TÂCHE: Recopiez sans modification le passage de l'extrait sur les enquêtes des étudiant·e·s qui commence aux mots « Les étudiant·e·s se » et s'arrête après « des terrains lointains. ».

EXTRAIT SÉLECTIONNÉ:
Les étudiant·e·s se sont d’abord familiarisés avec la notion d’enquête (enquiry), en acquérant des compétences méthodologiques spécifiques telles que la documentation, la réflexion collaborative, la réalisation du travail et la communication des résultats, via notamment l’élaboration de posters. Par ces démarches, les étudiant·e·s ont pu mettre en pratique sur le terrain les compétences acquises durant le semestre.
Au cours du dernier semestre de printemps, parmi les trente-sept groupes d’étudiant·e·s, quatre ont choisi de mener des recherches sur la thématique des violences genrées et de l’éducation sexuelle, et sur celle des défis liés à la gestion de l’eau potable. Grâce à un programme d’échange du Département de l'enseignement et de la formation professionnelle (ex-DFJC), les étudiant·e·s ont pu poursuivre leurs enquêtes sur des terrains lointains.
Sur le terrain au Brésil…
Cette année, les étudiant·e·s intéress·é·e·s par la thématique des violences genrées ont pu bénéficier d’une immersion sur le terrain organisée grâce à l’appui du Swissnex du Brésil, l’une des antennes du réseau mondial suisse mettant en avant l’éducation, la recherche et l’innovation.
Joana Thevenet (étudiante en Master de psychologie), qui a accompagné ces étudiant·e·s en août dernier, revient sur les retombées positives d’une telle démarche.
Vous avez pu échanger avec des actrices et acteurs sur le terrain (associations, fondation, municipalité de Rio de Janeiro). Qu’en est-il ressorti ?

Lignes issues d'un jeu de données:
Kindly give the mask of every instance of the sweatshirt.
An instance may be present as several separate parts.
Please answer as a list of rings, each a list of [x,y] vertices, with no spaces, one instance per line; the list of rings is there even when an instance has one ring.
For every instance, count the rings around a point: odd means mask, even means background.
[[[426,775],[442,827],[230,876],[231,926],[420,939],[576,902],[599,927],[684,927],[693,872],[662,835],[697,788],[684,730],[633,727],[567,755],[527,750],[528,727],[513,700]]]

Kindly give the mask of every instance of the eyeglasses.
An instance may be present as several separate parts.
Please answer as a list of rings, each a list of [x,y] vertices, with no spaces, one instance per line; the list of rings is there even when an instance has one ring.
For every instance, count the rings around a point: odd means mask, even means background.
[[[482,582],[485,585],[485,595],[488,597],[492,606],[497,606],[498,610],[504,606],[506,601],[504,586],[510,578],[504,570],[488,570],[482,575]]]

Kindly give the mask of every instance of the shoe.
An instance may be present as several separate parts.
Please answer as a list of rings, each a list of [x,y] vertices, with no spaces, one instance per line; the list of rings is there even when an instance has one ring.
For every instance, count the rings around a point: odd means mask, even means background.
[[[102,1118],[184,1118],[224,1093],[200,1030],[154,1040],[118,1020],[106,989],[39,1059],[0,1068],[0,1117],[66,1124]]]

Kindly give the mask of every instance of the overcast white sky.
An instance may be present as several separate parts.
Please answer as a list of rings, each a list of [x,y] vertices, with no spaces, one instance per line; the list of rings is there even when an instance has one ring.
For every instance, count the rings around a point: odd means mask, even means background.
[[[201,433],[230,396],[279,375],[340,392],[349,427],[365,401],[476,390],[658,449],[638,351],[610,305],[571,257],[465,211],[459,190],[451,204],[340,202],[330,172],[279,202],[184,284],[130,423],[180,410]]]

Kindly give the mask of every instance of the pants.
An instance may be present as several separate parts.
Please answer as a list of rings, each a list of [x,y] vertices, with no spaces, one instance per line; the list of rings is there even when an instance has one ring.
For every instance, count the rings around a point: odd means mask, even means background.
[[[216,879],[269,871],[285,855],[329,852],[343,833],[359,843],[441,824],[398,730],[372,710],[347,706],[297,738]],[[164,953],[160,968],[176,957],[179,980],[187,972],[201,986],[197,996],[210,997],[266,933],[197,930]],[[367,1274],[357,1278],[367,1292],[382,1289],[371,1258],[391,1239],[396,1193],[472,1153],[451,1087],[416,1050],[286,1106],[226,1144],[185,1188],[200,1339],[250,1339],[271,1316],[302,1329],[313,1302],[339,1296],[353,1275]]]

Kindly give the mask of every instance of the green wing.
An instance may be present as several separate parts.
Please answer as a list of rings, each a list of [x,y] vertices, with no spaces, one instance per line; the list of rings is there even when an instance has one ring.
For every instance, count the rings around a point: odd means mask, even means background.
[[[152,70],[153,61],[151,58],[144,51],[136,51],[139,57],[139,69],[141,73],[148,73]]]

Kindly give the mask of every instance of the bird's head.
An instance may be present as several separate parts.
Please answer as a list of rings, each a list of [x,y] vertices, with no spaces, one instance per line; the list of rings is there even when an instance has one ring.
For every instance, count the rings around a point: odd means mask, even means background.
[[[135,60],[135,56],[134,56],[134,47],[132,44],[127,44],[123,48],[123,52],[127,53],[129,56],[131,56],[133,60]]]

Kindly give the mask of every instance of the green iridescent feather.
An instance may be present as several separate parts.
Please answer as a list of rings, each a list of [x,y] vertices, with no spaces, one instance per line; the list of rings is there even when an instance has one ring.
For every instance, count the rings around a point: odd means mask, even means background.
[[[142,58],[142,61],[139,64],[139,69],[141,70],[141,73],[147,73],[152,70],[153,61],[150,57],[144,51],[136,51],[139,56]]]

RÉPONSE ATTENDUE:
Les étudiant·e·s se sont d’abord familiarisés avec la notion d’enquête (enquiry), en acquérant des compétences méthodologiques spécifiques telles que la documentation, la réflexion collaborative, la réalisation du travail et la communication des résultats, via notamment l’élaboration de posters. Par ces démarches, les étudiant·e·s ont pu mettre en pratique sur le terrain les compétences acquises durant le semestre.
Au cours du dernier semestre de printemps, parmi les trente-sept groupes d’étudiant·e·s, quatre ont choisi de mener des recherches sur la thématique des violences genrées et de l’éducation sexuelle, et sur celle des défis liés à la gestion de l’eau potable. Grâce à un programme d’échange du Département de l'enseignement et de la formation professionnelle (ex-DFJC), les étudiant·e·s ont pu poursuivre leurs enquêtes sur des terrains lointains.